Every record below must be written out exactly. Leave out the pictures.

■ Dataset extract
━━━━━━━━━━━━━━━━

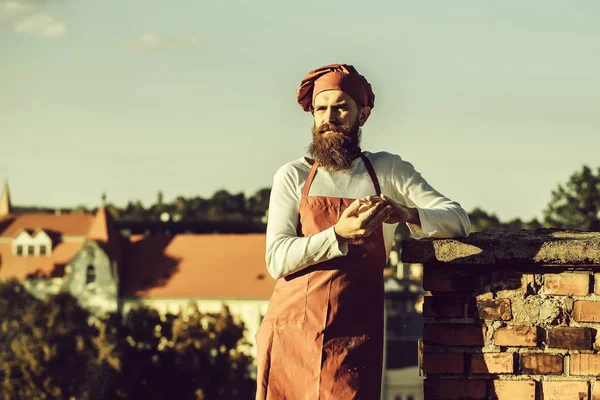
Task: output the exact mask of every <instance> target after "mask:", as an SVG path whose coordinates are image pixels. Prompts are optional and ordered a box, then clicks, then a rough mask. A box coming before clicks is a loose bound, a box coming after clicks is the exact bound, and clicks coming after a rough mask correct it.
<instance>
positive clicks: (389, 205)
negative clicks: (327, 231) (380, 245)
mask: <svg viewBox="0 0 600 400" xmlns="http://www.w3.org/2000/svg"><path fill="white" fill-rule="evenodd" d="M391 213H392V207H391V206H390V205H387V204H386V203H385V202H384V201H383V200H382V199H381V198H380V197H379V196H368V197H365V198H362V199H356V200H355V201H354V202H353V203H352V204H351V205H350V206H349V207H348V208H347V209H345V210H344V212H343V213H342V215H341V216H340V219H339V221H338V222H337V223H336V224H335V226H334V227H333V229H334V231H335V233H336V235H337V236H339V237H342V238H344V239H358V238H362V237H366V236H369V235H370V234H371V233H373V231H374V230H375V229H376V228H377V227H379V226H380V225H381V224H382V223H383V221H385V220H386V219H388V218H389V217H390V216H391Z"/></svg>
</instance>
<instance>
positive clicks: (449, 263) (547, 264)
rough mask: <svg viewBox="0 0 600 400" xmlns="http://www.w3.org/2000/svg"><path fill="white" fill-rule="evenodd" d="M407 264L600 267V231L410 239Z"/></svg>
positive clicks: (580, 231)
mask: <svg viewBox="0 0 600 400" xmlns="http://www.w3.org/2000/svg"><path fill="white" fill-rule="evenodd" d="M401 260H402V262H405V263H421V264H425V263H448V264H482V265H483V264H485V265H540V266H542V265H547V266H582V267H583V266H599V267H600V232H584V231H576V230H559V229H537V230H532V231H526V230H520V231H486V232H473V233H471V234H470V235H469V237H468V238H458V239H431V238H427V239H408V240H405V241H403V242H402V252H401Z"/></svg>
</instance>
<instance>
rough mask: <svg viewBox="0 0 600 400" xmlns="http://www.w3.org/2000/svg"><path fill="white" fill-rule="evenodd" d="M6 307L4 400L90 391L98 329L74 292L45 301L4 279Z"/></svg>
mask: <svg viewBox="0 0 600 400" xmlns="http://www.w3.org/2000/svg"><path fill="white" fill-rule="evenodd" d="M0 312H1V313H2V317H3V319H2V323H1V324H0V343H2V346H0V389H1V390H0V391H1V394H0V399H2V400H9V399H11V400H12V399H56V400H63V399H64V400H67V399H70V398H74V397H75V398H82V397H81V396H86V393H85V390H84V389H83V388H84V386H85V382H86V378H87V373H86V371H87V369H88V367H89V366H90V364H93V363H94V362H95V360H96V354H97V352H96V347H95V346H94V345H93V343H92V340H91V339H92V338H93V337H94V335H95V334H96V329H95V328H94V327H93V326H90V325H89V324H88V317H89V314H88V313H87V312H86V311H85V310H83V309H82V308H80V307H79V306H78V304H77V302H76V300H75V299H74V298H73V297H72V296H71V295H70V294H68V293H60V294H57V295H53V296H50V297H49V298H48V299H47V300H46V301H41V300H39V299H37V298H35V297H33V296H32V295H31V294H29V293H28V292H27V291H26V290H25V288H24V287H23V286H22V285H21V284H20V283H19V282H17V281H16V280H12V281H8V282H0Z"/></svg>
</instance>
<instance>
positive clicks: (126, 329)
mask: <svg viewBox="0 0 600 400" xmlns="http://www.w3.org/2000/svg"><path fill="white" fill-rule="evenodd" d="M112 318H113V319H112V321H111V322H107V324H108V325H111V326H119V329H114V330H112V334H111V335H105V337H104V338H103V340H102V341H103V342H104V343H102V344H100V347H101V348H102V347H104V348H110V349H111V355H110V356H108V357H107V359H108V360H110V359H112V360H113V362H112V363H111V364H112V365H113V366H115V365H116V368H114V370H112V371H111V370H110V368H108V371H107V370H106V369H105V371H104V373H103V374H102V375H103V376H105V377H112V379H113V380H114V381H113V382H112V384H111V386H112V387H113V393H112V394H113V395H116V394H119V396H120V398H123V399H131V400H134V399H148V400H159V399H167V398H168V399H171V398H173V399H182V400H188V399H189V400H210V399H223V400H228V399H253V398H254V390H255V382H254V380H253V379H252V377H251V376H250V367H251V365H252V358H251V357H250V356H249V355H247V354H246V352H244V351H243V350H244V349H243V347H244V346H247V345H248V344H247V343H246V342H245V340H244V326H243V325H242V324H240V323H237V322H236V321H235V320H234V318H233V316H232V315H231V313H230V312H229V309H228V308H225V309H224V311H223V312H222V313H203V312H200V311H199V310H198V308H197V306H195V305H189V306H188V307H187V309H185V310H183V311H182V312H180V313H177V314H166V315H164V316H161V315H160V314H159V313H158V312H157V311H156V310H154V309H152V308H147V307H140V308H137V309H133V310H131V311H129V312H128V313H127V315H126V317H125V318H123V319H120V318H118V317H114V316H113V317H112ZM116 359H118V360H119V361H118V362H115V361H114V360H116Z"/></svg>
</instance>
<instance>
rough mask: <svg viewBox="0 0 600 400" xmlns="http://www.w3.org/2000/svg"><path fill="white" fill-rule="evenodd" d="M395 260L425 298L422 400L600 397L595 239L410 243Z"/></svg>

━━━━━━━━━━━━━━━━

■ Solution for this problem
Task: output the exact mask of every <instance> target after "mask:", as an SVG path whose coordinates are image pixels. Prompts are optional and ordered a box, then clicks, then a rough mask. A box coming before clicks is a loose bound, a box coming after clicks is the exact bound, and clicks coming after a rough mask correct it.
<instance>
positive clicks: (389, 205)
negative clicks: (327, 231) (380, 245)
mask: <svg viewBox="0 0 600 400" xmlns="http://www.w3.org/2000/svg"><path fill="white" fill-rule="evenodd" d="M391 213H392V207H391V206H390V205H387V204H386V203H385V202H384V201H383V200H382V199H381V198H380V197H379V196H368V197H365V198H362V199H356V200H355V201H354V202H353V203H352V204H351V205H350V206H349V207H348V208H347V209H345V210H344V212H343V213H342V215H341V216H340V219H339V221H338V222H337V223H336V224H335V226H334V227H333V229H334V231H335V233H336V235H337V236H339V237H342V238H344V239H358V238H362V237H366V236H369V235H370V234H371V233H373V231H374V230H375V229H376V228H377V227H379V226H380V225H381V224H382V223H383V221H385V220H386V219H388V218H389V217H390V216H391Z"/></svg>
</instance>
<instance>
positive clicks: (449, 263) (547, 264)
rough mask: <svg viewBox="0 0 600 400" xmlns="http://www.w3.org/2000/svg"><path fill="white" fill-rule="evenodd" d="M407 264L600 267V231L410 239Z"/></svg>
positive clicks: (580, 231)
mask: <svg viewBox="0 0 600 400" xmlns="http://www.w3.org/2000/svg"><path fill="white" fill-rule="evenodd" d="M401 260H402V262H405V263H421V264H425V263H448V264H482V265H483V264H485V265H540V266H542V265H547V266H582V267H583V266H599V267H600V232H584V231H576V230H559V229H537V230H532V231H526V230H520V231H486V232H473V233H471V234H470V235H469V237H468V238H458V239H431V238H427V239H408V240H405V241H403V242H402V252H401Z"/></svg>
</instance>
<instance>
rough mask: <svg viewBox="0 0 600 400" xmlns="http://www.w3.org/2000/svg"><path fill="white" fill-rule="evenodd" d="M6 307L4 400L90 391L98 329L74 292L45 301L4 279Z"/></svg>
mask: <svg viewBox="0 0 600 400" xmlns="http://www.w3.org/2000/svg"><path fill="white" fill-rule="evenodd" d="M0 312H1V313H2V317H3V319H2V323H1V324H0V343H2V346H0V389H1V390H0V391H1V394H0V399H2V400H9V399H11V400H12V399H56V400H63V399H64V400H67V399H70V398H74V397H75V398H82V397H81V396H86V393H85V390H84V389H83V388H84V386H85V382H86V378H87V373H86V371H87V369H88V367H89V366H90V364H93V363H94V362H95V360H96V354H97V352H96V347H95V346H94V345H93V343H92V340H91V339H92V338H93V337H94V335H95V334H96V329H95V328H94V327H93V326H90V325H89V324H88V317H89V314H88V313H87V312H86V311H85V310H83V309H82V308H80V307H79V306H78V304H77V302H76V300H75V299H74V298H73V297H72V296H71V295H70V294H68V293H60V294H57V295H53V296H50V297H49V298H48V299H47V300H46V301H41V300H39V299H37V298H35V297H33V296H32V295H31V294H29V293H28V292H27V291H26V290H25V288H24V287H23V286H22V285H21V284H20V283H19V282H17V281H16V280H12V281H8V282H0Z"/></svg>
</instance>
<instance>
positive clicks: (126, 329)
mask: <svg viewBox="0 0 600 400" xmlns="http://www.w3.org/2000/svg"><path fill="white" fill-rule="evenodd" d="M112 318H113V319H112V321H111V322H107V324H108V325H111V326H119V329H114V330H112V334H111V335H105V337H104V338H103V340H102V341H103V342H104V343H102V344H100V347H101V348H102V347H104V348H110V349H111V355H110V356H108V357H107V359H108V360H110V359H112V360H113V362H112V363H111V364H112V365H113V366H115V365H116V368H114V370H112V371H111V370H110V368H108V371H107V370H106V369H105V371H104V373H103V374H102V375H103V376H105V377H112V379H113V380H114V381H113V382H112V384H111V386H112V387H113V393H112V394H113V395H116V394H119V396H120V398H123V399H131V400H134V399H148V400H159V399H167V398H168V399H171V398H173V399H182V400H188V399H189V400H210V399H223V400H228V399H253V398H254V390H255V382H254V380H253V379H252V377H251V376H250V367H251V365H252V358H251V357H250V356H249V355H247V354H246V352H244V351H243V350H244V349H243V347H244V346H247V345H248V344H247V343H246V342H245V340H244V326H243V325H242V324H240V323H237V322H236V321H235V320H234V318H233V316H232V315H231V313H230V312H229V309H228V308H225V309H224V311H223V312H222V313H203V312H200V311H199V310H198V308H197V306H195V305H189V306H188V307H187V309H185V310H183V311H182V312H180V313H177V314H166V315H164V316H161V315H160V314H159V313H158V312H157V311H156V310H154V309H152V308H147V307H140V308H137V309H133V310H131V311H129V312H128V313H127V315H126V317H125V318H123V319H120V318H118V317H114V316H113V317H112ZM116 359H118V360H119V361H118V362H115V361H114V360H116Z"/></svg>
</instance>
<instance>
rough mask: <svg viewBox="0 0 600 400" xmlns="http://www.w3.org/2000/svg"><path fill="white" fill-rule="evenodd" d="M395 260L425 298L422 400L600 397L595 239L410 243Z"/></svg>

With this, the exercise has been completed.